INSTRUCTION:
Continue the excerpt on adding elliptic curve points in projective coordinates, starting right after its last line.

Making the substitutions into the elliptic curve equation
$$\left(\frac{Y}{Z}\right)^2 = \left(\frac{X}{Z}\right)^3 + a\left(\frac{X}{Z}\right) + b$$
We can multiply by $Z^3$ and get the equation
$$ZY^2 = X^3 + aZ^2 + bZ^3$$
If we want to sum $P$ and $Q$ to yield $R = P + Q$ in projective space, we can use the formulae:

$Z_R = Z_PZ_Q(X_PZ_Q-X_QZ_P)^3$
$X_R = (X_PZ_Q-X_QZ_P)(Z_QZ_P(Y_PZ_Q-Y_QZ_P)^2 - (X_PZ_Q-X_QZ_P)^2(X_PZ_Q+X_QZP))$
$Y_R = Z_PZ_Q(X_QY_P-X_PY_Q)(X_PZ_Q-X_QZ_P)^2 - (Y_PZ_Q-Y_QZ_P)A$
$A = Z_PZ_Q(Y_PZ_Q-Y_QZ_P)^2 - (X_PZ_Q+X_QZ_P)(X_PZ_Q-X_QZ_P)^2$.

STORED DATA:
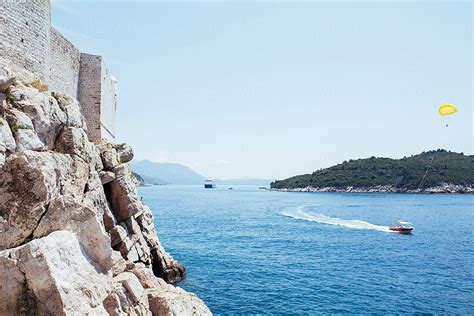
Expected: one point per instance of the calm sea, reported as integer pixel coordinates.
(254, 251)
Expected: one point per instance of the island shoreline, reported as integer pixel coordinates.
(442, 189)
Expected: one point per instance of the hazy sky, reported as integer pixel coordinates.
(273, 89)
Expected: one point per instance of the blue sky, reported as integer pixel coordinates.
(273, 89)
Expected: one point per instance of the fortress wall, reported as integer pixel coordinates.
(32, 49)
(25, 36)
(90, 93)
(108, 103)
(64, 65)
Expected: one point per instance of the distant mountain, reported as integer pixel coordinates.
(166, 173)
(243, 181)
(407, 173)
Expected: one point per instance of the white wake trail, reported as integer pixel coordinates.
(324, 219)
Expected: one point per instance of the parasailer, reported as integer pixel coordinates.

OUTPUT OF THE TASK:
This looks more complicated and difficult than the simple formulae for 2 dimensional (2-d) space. However, we do not have to calculate any inverses! To get the sum, we have to perform 12 multiplications and 2 squarings. In 2-d, we have 2 multiplications, one squaring and one inversion. Inversions can be 20 times or more expensive than multiplications, so we've saved at least 10 multiplications (some authors say inversions are about 80 times more expensive than multiplications).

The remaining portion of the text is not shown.